** Activity **
Once the line containing "pull in the photo above." is found, set down that line and each one after it exactly, through the end of the entries.

** Material to process **
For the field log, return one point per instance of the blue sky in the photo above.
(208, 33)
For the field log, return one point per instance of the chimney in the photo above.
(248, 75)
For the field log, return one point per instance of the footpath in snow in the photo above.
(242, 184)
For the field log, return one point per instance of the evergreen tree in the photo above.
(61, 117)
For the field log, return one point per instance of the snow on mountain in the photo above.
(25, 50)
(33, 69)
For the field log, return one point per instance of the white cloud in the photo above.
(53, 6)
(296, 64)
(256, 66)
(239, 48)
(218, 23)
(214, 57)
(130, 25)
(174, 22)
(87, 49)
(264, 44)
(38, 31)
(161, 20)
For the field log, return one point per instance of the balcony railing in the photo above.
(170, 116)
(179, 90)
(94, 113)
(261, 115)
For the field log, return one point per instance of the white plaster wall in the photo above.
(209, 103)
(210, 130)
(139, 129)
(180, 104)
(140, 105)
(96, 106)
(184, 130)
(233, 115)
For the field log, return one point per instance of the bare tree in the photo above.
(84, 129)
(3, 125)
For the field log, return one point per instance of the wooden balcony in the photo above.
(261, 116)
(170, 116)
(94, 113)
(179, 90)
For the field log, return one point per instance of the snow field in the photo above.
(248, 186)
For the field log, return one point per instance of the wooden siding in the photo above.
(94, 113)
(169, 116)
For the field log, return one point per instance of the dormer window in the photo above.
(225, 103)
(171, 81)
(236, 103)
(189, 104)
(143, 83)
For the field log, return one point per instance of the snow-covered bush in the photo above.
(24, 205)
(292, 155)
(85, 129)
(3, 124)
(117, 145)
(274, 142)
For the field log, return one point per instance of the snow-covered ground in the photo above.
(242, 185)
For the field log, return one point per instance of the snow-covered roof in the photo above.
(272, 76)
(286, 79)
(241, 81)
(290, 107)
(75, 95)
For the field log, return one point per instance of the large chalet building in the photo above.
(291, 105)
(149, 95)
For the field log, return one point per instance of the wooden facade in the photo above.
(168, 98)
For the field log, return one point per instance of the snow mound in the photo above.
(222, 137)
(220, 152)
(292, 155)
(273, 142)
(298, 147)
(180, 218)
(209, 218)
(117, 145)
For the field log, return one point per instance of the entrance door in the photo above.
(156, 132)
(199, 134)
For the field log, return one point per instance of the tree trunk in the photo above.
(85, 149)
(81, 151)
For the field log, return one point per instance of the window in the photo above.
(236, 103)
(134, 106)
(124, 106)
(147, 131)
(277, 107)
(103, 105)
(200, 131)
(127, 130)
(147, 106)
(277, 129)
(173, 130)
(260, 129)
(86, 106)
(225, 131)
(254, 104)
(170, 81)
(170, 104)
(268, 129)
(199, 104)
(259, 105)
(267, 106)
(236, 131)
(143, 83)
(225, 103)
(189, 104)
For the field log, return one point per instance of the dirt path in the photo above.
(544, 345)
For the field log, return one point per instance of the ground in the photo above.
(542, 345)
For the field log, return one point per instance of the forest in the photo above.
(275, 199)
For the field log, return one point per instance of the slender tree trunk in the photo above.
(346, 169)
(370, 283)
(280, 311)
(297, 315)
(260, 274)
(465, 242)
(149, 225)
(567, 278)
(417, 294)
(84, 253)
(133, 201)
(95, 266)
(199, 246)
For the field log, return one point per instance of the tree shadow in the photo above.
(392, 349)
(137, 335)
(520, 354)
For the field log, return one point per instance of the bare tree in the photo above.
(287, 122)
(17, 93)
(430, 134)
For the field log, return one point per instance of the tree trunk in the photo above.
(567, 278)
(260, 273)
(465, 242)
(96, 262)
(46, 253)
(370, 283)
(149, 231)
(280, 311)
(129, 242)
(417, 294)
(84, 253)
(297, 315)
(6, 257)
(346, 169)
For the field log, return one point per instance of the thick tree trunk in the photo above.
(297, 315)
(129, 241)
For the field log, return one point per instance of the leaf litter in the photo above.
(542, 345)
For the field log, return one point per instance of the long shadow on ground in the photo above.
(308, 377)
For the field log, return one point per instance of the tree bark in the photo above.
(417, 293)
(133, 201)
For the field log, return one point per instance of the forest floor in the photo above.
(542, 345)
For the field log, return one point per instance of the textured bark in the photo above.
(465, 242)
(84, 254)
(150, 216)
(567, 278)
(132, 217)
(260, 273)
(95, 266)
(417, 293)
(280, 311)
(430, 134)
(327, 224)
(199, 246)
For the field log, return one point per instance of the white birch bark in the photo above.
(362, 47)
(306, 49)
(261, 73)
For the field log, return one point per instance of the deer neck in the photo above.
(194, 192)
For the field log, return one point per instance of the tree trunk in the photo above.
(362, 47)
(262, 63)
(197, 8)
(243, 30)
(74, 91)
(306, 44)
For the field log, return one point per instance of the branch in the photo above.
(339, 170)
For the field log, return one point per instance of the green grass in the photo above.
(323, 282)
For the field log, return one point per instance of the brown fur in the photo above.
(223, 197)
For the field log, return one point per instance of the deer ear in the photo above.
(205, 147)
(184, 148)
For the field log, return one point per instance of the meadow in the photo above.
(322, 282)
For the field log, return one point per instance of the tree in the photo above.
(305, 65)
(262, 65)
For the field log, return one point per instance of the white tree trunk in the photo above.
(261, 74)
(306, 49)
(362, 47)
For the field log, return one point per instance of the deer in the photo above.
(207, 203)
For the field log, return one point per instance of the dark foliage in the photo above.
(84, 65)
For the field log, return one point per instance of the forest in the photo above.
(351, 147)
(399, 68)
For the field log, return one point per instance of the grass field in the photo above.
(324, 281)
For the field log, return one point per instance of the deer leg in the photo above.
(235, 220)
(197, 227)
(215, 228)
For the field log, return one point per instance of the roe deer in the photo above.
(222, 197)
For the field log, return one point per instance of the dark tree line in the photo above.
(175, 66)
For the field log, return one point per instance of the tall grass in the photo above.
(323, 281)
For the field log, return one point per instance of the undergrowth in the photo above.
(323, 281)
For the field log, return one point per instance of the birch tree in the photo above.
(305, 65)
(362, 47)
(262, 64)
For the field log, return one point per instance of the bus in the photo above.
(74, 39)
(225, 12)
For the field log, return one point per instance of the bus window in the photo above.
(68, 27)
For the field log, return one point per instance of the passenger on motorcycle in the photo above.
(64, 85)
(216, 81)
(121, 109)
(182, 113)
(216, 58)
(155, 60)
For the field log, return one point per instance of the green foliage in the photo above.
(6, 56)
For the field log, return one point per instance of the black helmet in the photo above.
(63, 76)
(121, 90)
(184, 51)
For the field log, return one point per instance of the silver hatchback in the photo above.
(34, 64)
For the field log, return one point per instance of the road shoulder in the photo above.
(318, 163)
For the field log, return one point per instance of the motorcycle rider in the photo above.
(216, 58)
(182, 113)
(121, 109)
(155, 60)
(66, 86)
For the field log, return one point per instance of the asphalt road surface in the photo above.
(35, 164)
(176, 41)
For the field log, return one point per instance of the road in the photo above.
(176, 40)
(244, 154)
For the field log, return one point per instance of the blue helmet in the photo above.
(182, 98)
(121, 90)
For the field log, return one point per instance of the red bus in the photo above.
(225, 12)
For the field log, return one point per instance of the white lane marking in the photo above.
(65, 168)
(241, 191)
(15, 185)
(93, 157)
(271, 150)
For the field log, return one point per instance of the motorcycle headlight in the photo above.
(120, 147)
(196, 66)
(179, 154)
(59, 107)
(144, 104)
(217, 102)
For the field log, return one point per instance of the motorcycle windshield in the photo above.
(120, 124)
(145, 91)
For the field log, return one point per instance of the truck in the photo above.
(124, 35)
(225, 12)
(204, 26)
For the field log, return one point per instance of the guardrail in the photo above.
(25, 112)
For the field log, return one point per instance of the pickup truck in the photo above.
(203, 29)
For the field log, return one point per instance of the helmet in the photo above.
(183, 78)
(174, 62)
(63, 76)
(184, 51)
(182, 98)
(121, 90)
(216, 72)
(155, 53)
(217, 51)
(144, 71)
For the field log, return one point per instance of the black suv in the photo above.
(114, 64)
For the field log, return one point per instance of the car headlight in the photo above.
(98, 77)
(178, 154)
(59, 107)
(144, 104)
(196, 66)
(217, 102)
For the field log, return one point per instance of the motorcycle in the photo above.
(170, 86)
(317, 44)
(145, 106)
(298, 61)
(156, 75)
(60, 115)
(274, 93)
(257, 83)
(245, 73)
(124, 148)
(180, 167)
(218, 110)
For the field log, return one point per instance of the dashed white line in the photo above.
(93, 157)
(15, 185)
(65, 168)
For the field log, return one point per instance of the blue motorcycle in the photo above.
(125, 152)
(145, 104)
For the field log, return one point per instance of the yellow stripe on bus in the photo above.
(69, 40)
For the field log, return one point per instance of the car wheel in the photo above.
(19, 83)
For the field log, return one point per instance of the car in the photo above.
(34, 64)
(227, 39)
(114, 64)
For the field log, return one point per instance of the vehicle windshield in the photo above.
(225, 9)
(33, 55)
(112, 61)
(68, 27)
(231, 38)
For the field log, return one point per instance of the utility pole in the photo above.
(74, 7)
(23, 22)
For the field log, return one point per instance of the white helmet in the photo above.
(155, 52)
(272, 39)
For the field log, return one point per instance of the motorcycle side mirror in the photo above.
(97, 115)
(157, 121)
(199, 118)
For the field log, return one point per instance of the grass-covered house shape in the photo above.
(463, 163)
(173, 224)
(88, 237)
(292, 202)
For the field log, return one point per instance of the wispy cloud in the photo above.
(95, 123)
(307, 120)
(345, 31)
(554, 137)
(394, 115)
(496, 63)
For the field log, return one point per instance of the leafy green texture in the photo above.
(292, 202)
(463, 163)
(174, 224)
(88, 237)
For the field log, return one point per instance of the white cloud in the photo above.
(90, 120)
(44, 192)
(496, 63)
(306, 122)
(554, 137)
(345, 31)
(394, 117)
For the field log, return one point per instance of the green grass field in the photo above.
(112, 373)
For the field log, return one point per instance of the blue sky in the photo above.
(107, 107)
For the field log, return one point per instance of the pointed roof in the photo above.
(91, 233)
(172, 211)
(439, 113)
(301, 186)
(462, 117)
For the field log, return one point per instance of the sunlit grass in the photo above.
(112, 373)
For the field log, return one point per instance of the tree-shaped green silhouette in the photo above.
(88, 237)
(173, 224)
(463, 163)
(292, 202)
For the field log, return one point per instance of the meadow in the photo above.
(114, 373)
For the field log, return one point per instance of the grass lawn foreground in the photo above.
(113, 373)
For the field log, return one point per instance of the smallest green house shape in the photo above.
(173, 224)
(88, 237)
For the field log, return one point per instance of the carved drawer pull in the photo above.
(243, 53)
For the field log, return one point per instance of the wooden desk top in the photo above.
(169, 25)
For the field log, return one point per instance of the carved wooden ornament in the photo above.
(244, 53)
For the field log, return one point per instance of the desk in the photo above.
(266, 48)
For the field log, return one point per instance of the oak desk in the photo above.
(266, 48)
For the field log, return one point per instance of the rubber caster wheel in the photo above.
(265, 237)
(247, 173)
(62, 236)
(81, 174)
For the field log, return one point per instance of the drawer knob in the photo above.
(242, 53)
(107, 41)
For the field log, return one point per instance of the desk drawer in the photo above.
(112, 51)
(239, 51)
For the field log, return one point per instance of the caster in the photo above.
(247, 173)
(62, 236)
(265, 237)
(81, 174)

** Answer to this exercise **
For the field log, return one point per instance of the carved drawer pull in the photo above.
(243, 53)
For the field log, return one point per instance of the wooden desk top in the photo above.
(169, 25)
For the field log, return one point per instance of the carved wooden ornament in the photo above.
(244, 53)
For the field log, return one point per instance of the desk in the photo above.
(266, 48)
For the field log, return one point per instance of the oak desk in the photo above.
(266, 48)
For the field log, return one point per instance of the rubber caster wheel in the photo above.
(265, 237)
(247, 173)
(62, 236)
(81, 174)
For the field log, return one point per instance of the drawer knob in the photo above.
(242, 53)
(107, 41)
For the field log, return one point per instance of the desk drawer in the photo above.
(112, 51)
(239, 51)
For the field log, return one point per instance of the caster in the photo above.
(247, 173)
(62, 236)
(265, 237)
(81, 174)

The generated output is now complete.